(Data listing):
━━━━━━

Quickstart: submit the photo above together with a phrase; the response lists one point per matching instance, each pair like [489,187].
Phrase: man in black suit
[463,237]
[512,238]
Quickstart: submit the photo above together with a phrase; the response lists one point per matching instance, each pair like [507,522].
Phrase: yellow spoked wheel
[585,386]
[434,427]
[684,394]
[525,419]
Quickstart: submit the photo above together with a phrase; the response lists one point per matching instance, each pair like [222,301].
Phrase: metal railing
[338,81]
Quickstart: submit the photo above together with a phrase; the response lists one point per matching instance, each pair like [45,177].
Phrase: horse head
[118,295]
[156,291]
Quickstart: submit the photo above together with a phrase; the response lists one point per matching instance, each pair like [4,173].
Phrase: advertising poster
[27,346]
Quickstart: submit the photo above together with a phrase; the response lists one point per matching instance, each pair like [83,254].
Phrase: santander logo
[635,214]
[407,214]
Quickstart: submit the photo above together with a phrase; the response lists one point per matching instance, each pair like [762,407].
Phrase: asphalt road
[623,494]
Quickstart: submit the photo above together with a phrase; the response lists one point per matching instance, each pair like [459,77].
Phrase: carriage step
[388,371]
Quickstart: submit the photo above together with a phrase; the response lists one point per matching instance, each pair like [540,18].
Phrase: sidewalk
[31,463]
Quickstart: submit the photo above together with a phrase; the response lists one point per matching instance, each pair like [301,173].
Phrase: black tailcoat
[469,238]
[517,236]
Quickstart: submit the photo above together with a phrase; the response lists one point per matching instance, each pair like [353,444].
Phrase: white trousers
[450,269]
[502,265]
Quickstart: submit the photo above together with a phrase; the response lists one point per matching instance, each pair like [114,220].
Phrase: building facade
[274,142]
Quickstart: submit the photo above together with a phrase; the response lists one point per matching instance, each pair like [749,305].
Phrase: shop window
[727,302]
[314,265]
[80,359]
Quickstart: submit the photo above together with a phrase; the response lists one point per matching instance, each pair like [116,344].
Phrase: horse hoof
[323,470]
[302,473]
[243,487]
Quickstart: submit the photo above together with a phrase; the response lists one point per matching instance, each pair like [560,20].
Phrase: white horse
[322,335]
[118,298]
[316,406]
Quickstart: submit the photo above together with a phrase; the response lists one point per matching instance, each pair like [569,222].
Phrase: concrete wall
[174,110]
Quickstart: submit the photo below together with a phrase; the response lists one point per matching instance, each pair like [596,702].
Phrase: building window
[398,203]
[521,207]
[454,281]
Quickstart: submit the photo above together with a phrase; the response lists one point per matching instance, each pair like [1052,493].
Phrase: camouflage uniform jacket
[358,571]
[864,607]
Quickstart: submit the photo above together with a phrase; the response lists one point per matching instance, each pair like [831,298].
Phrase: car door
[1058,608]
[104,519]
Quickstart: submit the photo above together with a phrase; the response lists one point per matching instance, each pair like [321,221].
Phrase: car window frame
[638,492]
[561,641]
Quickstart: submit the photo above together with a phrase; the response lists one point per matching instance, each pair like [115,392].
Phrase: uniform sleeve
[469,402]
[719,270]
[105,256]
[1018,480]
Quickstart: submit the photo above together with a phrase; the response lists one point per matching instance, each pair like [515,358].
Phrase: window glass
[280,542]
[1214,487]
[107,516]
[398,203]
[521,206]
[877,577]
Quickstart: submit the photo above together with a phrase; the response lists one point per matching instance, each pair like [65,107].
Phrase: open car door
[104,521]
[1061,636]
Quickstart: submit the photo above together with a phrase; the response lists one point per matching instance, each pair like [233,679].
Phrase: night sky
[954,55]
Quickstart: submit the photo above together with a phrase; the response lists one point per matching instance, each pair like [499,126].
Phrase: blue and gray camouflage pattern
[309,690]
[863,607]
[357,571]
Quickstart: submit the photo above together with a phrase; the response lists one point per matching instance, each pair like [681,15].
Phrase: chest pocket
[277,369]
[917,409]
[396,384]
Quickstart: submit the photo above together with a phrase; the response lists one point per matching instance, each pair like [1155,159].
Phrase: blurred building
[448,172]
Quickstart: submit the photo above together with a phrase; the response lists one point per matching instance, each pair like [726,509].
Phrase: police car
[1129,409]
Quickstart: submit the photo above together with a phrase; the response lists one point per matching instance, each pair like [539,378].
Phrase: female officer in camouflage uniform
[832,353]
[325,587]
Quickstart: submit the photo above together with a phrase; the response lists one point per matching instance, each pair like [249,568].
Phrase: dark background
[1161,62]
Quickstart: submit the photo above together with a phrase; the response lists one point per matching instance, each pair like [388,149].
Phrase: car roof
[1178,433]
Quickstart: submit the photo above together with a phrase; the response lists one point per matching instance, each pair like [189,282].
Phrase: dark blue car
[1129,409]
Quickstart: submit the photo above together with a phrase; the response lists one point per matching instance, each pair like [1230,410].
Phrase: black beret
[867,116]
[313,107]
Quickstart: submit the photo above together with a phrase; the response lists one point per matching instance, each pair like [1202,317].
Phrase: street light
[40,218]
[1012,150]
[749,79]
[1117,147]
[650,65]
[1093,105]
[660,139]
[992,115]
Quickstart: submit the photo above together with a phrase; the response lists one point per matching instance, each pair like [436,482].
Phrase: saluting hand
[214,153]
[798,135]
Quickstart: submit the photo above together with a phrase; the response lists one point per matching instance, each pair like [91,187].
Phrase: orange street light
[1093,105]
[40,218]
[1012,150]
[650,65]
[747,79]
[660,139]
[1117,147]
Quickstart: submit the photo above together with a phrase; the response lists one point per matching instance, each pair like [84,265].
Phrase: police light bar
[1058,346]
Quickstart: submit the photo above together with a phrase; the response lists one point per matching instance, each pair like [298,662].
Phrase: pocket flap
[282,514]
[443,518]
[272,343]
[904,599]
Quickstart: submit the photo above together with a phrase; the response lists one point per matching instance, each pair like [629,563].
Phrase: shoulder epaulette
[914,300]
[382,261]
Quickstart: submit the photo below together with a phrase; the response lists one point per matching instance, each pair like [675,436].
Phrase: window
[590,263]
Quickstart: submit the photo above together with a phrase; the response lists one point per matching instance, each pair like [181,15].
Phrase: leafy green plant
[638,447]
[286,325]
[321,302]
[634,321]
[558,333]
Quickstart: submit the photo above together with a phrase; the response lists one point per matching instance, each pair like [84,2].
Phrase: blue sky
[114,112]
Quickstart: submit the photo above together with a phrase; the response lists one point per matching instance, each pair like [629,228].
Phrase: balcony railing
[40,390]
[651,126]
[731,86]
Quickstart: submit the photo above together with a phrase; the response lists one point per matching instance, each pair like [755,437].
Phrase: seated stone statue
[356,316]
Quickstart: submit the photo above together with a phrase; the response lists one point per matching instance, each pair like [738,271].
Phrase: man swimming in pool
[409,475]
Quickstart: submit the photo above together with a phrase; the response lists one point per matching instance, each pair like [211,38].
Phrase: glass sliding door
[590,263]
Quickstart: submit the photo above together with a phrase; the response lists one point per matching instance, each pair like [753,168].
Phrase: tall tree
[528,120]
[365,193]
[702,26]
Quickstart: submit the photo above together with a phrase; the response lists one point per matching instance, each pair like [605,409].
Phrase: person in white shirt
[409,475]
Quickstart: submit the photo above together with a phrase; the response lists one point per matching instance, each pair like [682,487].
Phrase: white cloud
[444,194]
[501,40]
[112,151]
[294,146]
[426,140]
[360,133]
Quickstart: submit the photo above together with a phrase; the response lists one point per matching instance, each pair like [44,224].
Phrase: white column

━━━━━━

(Instructions to follow): Render the part of the listing that opens with the line containing "pair like [44,224]." and runs through the end of the listing as a Markdown table with the columns Row and Listing line. Leave out any blank lines.

(Task output):
| Row | Listing line |
|---|---|
| 1 | Quickstart: submit the photo above together with a phrase; the response lists one point per matching instance, each pair like [44,224]. |
| 2 | Phrase: white column |